Your objective: Below are some entries; reproduce them exactly and leave every picture out.

(Dataset records)
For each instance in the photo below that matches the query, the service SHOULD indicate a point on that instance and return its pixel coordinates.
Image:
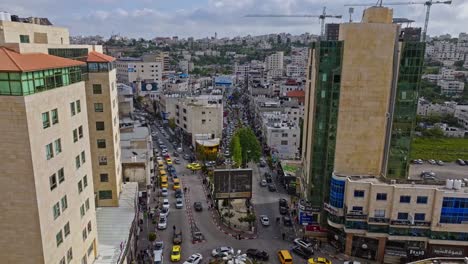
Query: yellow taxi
(175, 253)
(194, 166)
(318, 261)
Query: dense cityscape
(347, 145)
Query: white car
(194, 259)
(162, 224)
(179, 203)
(264, 220)
(222, 251)
(166, 203)
(302, 243)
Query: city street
(265, 202)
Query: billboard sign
(232, 183)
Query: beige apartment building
(47, 191)
(56, 81)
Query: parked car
(162, 224)
(198, 206)
(287, 221)
(194, 259)
(271, 187)
(264, 220)
(257, 254)
(302, 243)
(166, 203)
(222, 251)
(177, 237)
(305, 253)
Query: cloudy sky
(200, 18)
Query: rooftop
(95, 56)
(11, 61)
(114, 225)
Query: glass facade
(405, 106)
(25, 83)
(337, 188)
(327, 79)
(454, 210)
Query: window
(381, 197)
(102, 160)
(85, 235)
(54, 116)
(358, 193)
(59, 238)
(75, 135)
(61, 175)
(100, 126)
(379, 213)
(45, 120)
(56, 210)
(72, 108)
(104, 177)
(421, 200)
(97, 89)
(58, 146)
(104, 195)
(66, 229)
(98, 107)
(419, 217)
(405, 199)
(80, 187)
(64, 203)
(24, 38)
(77, 162)
(53, 182)
(69, 255)
(402, 216)
(101, 143)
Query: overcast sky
(201, 18)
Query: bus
(164, 183)
(176, 184)
(160, 164)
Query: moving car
(175, 253)
(162, 224)
(179, 203)
(166, 203)
(198, 206)
(264, 220)
(305, 253)
(194, 259)
(194, 166)
(222, 251)
(257, 254)
(302, 243)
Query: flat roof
(114, 225)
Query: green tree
(236, 150)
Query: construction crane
(321, 17)
(427, 3)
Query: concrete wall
(10, 33)
(364, 97)
(111, 134)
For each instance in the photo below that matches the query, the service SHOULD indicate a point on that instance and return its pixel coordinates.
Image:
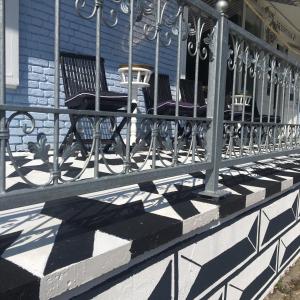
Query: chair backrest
(187, 88)
(164, 91)
(79, 74)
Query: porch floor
(50, 248)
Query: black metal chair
(165, 104)
(79, 79)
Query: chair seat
(109, 101)
(185, 109)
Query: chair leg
(72, 129)
(118, 130)
(116, 133)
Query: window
(12, 43)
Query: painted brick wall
(78, 36)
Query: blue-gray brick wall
(77, 35)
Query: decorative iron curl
(194, 48)
(41, 153)
(170, 22)
(81, 4)
(253, 68)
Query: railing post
(216, 101)
(3, 130)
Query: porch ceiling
(290, 10)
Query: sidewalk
(288, 288)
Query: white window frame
(12, 43)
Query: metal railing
(233, 130)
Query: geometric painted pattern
(93, 234)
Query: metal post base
(213, 197)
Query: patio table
(140, 77)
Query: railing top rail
(204, 7)
(262, 44)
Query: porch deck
(50, 248)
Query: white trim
(12, 43)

Output for this exercise:
For each instance in the photo below that matches the query, the service SHOULD indicate a point on that instance and return its pixel coordinates.
Image:
Query: yellow taxi
(175, 253)
(194, 166)
(318, 261)
Query: dense cityscape
(347, 145)
Query: white car
(194, 259)
(162, 224)
(179, 203)
(264, 220)
(222, 251)
(166, 203)
(302, 243)
Query: city street
(265, 202)
Query: billboard sign
(232, 183)
Query: beige apartment building
(47, 191)
(56, 81)
Query: parked car
(162, 224)
(198, 206)
(287, 221)
(194, 259)
(271, 187)
(264, 220)
(257, 254)
(302, 243)
(166, 203)
(222, 251)
(177, 237)
(305, 253)
Query: cloudy sky
(200, 18)
Query: rooftop
(95, 56)
(11, 61)
(114, 225)
Query: glass facade
(405, 106)
(25, 83)
(337, 188)
(327, 79)
(454, 210)
Query: window
(381, 197)
(102, 160)
(85, 235)
(54, 116)
(358, 193)
(59, 238)
(75, 135)
(61, 175)
(100, 126)
(379, 213)
(45, 120)
(56, 210)
(72, 108)
(104, 177)
(421, 200)
(97, 89)
(58, 146)
(104, 195)
(66, 229)
(98, 107)
(419, 217)
(405, 199)
(80, 187)
(64, 203)
(24, 38)
(77, 162)
(53, 182)
(69, 255)
(402, 216)
(101, 143)
Query: overcast sky
(201, 18)
Query: bus
(164, 183)
(176, 184)
(160, 164)
Query: moving car
(175, 253)
(162, 224)
(179, 203)
(166, 203)
(198, 206)
(264, 220)
(305, 253)
(194, 259)
(194, 166)
(222, 251)
(257, 254)
(302, 243)
Query: flat roof
(114, 225)
Query: green tree
(236, 150)
Query: construction crane
(321, 17)
(427, 3)
Query: concrete wall
(10, 33)
(364, 97)
(111, 134)
For each instance in the photo below that matches the query, the service SHOULD indicate a point on that instance and return its pixel coordinates.
Image:
Query: chair backrest
(187, 88)
(164, 91)
(79, 74)
Query: porch floor
(50, 248)
Query: black metal chair
(165, 104)
(79, 79)
Query: chair seat
(109, 101)
(185, 109)
Query: chair leg
(72, 129)
(118, 130)
(116, 133)
Query: window
(12, 43)
Query: painted brick wall
(78, 36)
Query: blue-gray brick wall
(77, 35)
Query: decorative iron curl
(194, 48)
(41, 153)
(170, 22)
(81, 4)
(253, 68)
Query: railing post
(216, 101)
(3, 130)
Query: porch ceiling
(290, 10)
Query: sidewalk
(288, 288)
Query: white window frame
(12, 43)
Query: metal railing
(233, 130)
Query: geometric painted pattern
(93, 234)
Query: metal post base
(213, 197)
Query: patio table
(140, 77)
Query: railing top rail
(204, 7)
(262, 44)
Query: porch deck
(50, 248)
Query: white trim
(12, 43)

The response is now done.